START Document extract

MILL SPRING, N.C.--Mattie Worsham, 23 of Aiken, S.C., rode her Scout to win the Adult Hunter Championship at the Washington International Horse Show on Wednesday, Oct. 21, at the Tryon International Equestrian Center
The Children’s Hunter Championship was won by Margaret Stell of Winston-Salem, NC, aboard Clever, both titles being awarded on the first day of the WIHS.
When Worsham, 23, pulled Scout out from the retirement field two years ago, she never imagined he would bring her back to the show ring, let alone the winner’s circle.
Scout, a now 20-year-old gelding, was Worsham’s junior hunter mount beginning when she was 13.
After suffering from several degenerative conditions, Worsham and her family did their best to keep him sound and happy.
“He was off for almost four years, and my dad who is a veterinarian with his own practice at Foxdale Equine Veterinary Services worked tirelessly to get him back here, while my mom took care of him while I was away at college,” said Worsham, who is currently pursuing her PhD in English from Louisiana State University. “It is a dream come true and very redemptive to get him back here, especially since we grew up together. He will have a very happy long retirement after this at our farm in Aiken. It was really nice to be able to end his career here.”
WHILE VICTORY was extra sweet for Worsham and her long-time partner, it was an unexpected result.
“It was not the plan to bring him back; it was experimental more than anything else,” she said. “One day in 2018, my dad said ‘Let’s look at Scout.’ We decided that maybe he could come back. This championship wasn’t even on my radar, and it was a reach for me to even end up here. At the beginning of the year, my trainer Courtney Goldstein suggested that we try to qualify for WIHS, and I really wouldn’t be here without her help.”
Worsham sat second before the second round of the two-phase championship, but moved up with a score of 86.
Combined with an 85 from the opening round, her final score of 171won over Helen Voss of Versailles, Ky., who finished second on Cantina with a total score of 170.
“I feel so grateful that we were able to have our finals during this time,” saidd Worsham of the unusual circumstances surrounding the COVID-19 pandemic that brought WIHS from Washington D.C. to TIEC. “I think it was so important for people to be able to come back together even though the world is different. A great source of comfort for me during the early days of quarantine was that the horses still have to be fed every morning. That part of the world doesn’t stop turning, and it was great of the shows to pick up on that as well and be able to bring us back here.”
Margaret Stell, 17, dominated the first round of the WIHS Children’s Hunter Championship riding Clever, her children’s hunter mount of nearly three years.

END Document extract
START Given data

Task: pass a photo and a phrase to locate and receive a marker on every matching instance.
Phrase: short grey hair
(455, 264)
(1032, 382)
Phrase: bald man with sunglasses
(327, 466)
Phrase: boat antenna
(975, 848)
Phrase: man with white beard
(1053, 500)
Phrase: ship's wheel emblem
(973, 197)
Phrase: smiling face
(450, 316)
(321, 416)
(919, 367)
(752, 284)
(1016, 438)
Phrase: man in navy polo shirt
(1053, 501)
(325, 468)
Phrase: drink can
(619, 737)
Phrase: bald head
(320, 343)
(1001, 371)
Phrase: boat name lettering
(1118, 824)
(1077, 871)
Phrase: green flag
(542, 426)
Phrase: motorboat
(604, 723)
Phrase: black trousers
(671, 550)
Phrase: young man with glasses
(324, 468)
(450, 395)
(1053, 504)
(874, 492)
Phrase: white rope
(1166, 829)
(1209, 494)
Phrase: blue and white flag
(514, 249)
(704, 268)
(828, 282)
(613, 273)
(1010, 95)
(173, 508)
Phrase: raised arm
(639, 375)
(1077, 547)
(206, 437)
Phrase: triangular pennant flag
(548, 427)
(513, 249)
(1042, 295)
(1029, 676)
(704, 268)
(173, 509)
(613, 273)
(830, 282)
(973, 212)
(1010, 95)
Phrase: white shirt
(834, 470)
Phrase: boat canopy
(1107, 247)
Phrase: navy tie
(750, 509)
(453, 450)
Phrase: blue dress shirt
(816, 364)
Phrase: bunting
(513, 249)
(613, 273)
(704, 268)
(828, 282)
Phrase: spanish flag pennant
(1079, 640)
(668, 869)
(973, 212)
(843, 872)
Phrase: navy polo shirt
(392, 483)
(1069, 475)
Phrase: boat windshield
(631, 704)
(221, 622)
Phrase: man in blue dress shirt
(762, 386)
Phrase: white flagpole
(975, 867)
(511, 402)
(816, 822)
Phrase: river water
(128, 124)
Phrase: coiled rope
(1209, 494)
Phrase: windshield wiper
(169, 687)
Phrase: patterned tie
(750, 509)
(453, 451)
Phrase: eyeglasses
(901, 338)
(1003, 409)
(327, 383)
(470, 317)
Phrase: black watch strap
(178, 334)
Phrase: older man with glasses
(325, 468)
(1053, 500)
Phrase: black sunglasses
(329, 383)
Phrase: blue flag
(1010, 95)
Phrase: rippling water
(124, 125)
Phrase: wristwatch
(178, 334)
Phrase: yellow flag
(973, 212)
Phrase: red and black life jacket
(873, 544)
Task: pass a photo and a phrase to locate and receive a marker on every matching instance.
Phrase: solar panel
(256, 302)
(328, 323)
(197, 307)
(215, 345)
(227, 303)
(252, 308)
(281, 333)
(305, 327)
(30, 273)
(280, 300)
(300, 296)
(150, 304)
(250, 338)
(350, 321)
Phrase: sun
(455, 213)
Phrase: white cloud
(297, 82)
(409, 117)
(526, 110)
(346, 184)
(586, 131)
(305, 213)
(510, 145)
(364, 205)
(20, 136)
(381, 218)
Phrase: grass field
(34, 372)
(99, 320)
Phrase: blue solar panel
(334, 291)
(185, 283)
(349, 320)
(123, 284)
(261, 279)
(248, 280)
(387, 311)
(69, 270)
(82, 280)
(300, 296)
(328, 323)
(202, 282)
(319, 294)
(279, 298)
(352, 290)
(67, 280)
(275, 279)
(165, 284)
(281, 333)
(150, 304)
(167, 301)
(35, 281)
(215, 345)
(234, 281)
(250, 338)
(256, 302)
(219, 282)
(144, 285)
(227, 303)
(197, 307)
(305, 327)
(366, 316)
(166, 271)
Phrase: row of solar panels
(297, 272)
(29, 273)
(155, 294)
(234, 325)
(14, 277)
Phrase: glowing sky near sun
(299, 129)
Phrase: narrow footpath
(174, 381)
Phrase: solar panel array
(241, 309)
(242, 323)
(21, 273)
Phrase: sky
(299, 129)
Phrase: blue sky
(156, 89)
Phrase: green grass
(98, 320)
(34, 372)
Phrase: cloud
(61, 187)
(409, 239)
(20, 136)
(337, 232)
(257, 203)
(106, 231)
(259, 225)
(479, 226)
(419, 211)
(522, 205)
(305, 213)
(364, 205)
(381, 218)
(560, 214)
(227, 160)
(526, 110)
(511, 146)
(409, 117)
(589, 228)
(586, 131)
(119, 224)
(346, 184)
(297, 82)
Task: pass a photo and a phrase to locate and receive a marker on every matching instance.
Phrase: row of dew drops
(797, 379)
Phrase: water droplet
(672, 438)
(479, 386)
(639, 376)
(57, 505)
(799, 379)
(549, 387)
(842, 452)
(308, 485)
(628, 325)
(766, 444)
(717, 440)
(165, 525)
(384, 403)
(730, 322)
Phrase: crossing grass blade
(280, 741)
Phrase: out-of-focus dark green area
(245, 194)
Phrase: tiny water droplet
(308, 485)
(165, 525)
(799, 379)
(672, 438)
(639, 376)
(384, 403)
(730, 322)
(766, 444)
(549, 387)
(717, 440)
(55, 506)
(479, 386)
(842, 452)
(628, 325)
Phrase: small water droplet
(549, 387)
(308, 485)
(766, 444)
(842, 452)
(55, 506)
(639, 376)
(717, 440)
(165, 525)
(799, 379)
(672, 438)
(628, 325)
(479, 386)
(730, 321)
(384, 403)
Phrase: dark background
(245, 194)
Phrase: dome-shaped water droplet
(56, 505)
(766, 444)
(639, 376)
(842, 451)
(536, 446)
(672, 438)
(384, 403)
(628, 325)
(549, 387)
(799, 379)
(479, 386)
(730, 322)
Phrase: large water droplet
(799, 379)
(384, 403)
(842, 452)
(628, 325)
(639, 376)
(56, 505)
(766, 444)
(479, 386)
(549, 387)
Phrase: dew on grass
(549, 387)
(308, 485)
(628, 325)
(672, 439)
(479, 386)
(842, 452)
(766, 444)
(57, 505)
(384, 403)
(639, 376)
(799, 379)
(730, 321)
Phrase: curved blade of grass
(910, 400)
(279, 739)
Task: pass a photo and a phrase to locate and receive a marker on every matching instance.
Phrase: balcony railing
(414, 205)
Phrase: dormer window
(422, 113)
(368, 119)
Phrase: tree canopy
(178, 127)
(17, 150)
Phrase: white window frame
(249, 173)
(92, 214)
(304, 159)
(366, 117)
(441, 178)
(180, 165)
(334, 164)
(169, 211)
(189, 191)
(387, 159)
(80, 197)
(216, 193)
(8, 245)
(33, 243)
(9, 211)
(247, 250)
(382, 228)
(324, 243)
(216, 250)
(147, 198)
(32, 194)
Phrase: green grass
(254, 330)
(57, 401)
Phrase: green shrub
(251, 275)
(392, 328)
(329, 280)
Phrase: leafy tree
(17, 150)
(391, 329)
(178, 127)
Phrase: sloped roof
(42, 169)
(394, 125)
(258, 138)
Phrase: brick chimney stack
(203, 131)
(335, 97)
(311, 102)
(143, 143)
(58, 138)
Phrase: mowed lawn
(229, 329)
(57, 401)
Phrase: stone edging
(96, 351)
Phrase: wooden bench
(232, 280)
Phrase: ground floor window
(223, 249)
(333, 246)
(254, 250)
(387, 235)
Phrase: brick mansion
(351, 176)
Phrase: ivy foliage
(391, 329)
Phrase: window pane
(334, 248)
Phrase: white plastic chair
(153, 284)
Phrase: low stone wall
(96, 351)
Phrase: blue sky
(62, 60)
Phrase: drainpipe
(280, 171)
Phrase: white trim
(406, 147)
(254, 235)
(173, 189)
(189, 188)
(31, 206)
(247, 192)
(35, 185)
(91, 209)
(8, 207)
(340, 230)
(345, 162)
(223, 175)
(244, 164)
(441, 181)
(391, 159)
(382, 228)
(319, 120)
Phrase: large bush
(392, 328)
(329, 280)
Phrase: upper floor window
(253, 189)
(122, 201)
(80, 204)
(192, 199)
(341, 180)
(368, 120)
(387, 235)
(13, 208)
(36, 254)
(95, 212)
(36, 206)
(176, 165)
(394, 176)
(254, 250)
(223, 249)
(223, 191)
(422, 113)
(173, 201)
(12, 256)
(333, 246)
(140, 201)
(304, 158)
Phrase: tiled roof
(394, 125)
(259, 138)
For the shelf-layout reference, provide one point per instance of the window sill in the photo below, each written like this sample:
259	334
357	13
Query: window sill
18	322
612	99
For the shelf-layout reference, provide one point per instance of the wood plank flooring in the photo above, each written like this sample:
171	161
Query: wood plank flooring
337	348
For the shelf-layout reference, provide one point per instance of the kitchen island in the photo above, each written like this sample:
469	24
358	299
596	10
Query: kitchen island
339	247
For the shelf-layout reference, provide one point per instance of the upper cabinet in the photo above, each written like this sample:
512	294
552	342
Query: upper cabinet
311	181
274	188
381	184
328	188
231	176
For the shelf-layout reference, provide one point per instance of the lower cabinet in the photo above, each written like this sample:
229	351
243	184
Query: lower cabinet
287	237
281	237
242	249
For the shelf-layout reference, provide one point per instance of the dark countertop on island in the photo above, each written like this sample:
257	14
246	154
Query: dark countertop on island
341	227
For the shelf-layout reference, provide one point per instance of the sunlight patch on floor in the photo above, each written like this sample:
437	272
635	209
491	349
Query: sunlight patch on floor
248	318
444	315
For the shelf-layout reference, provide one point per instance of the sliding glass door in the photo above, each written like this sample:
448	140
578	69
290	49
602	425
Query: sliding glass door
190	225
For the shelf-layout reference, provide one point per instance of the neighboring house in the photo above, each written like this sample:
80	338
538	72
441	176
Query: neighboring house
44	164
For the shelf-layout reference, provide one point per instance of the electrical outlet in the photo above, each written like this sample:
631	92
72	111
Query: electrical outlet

END Given data

**Problem to solve:** Return the passage of the horse show article that begins at the words "MILL SPRING, N.C.--Mattie" and ends after the words "sound and happy.", copied without any change.

**Task result:**
MILL SPRING, N.C.--Mattie Worsham, 23 of Aiken, S.C., rode her Scout to win the Adult Hunter Championship at the Washington International Horse Show on Wednesday, Oct. 21, at the Tryon International Equestrian Center
The Children’s Hunter Championship was won by Margaret Stell of Winston-Salem, NC, aboard Clever, both titles being awarded on the first day of the WIHS.
When Worsham, 23, pulled Scout out from the retirement field two years ago, she never imagined he would bring her back to the show ring, let alone the winner’s circle.
Scout, a now 20-year-old gelding, was Worsham’s junior hunter mount beginning when she was 13.
After suffering from several degenerative conditions, Worsham and her family did their best to keep him sound and happy.